> DIRECTIONS
1. In the court opinion, what was the dollar amount of the promissory note that the respondents assigned?
2. Reproduce a passage of the court opinion word for word, starting at "The defendants Stocks, who" and ending at "The plaintiff appeals.".

> TEXT EXTRACT
......

Hammond Lumber Co. v. Kearsley
Before: Works
Synopsis
The facts are stated in the opinion of the court.
WORKS, J.,
pro
tem.
The defendants Stocks, who are also the respondents, delivered to the appellant a certain promissory note secured by trust deed, after writing on the back thereof, over their signatures, the following: “For value received we hereby assign all of our interest in this promissory note of $757.66, dated April 23, 1913, signed by Francis T. Kearsley and C. B. Kearsley, to Hammond Lumber Company, a corporation.” Two of the respondents were payees of the note and the third was the wife of one of the others. This action was commenced against the makers of the note and against the respondents upon their assumed liability as
[432]
indorsers under the terms of the instrument above quoted. The makers defaulted and judgment was entered against them; but judgment was rendered in favor of the respondents. The plaintiff appeals.

......

> INFORMATION GIVEN
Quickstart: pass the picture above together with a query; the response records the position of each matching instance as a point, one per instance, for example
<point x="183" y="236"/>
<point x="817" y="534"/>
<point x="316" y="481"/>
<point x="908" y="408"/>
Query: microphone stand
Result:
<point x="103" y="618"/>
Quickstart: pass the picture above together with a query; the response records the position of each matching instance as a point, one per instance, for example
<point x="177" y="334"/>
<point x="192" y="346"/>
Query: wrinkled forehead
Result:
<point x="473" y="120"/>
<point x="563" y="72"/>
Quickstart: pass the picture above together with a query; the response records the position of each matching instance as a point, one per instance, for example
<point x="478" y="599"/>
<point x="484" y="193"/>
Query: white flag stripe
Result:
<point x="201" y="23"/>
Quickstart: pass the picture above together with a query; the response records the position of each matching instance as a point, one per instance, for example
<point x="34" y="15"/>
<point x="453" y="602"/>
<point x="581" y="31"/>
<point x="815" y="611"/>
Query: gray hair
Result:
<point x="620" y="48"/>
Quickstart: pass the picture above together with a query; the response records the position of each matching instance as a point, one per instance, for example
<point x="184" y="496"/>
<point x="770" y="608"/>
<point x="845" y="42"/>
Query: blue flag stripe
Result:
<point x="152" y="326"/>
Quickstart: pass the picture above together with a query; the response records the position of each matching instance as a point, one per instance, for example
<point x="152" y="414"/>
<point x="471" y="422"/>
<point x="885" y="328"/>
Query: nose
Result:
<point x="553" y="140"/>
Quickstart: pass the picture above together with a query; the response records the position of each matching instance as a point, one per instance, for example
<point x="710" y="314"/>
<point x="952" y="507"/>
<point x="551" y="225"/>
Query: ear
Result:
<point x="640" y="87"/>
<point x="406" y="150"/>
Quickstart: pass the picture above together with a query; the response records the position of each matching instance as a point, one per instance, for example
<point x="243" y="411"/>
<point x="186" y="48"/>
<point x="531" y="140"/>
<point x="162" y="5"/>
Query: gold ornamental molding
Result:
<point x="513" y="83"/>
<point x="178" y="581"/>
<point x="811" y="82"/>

......

> EXERCISE ANSWERS
1. $757.66

2.
The defendants Stocks, who are also the respondents, delivered to the appellant a certain promissory note secured by trust deed, after writing on the back thereof, over their signatures, the following: “For value received we hereby assign all of our interest in this promissory note of $757.66, dated April 23, 1913, signed by Francis T. Kearsley and C. B. Kearsley, to Hammond Lumber Company, a corporation.” Two of the respondents were payees of the note and the third was the wife of one of the others. This action was commenced against the makers of the note and against the respondents upon their assumed liability as
[432]
indorsers under the terms of the instrument above quoted. The makers defaulted and judgment was entered against them; but judgment was rendered in favor of the respondents. The plaintiff appeals.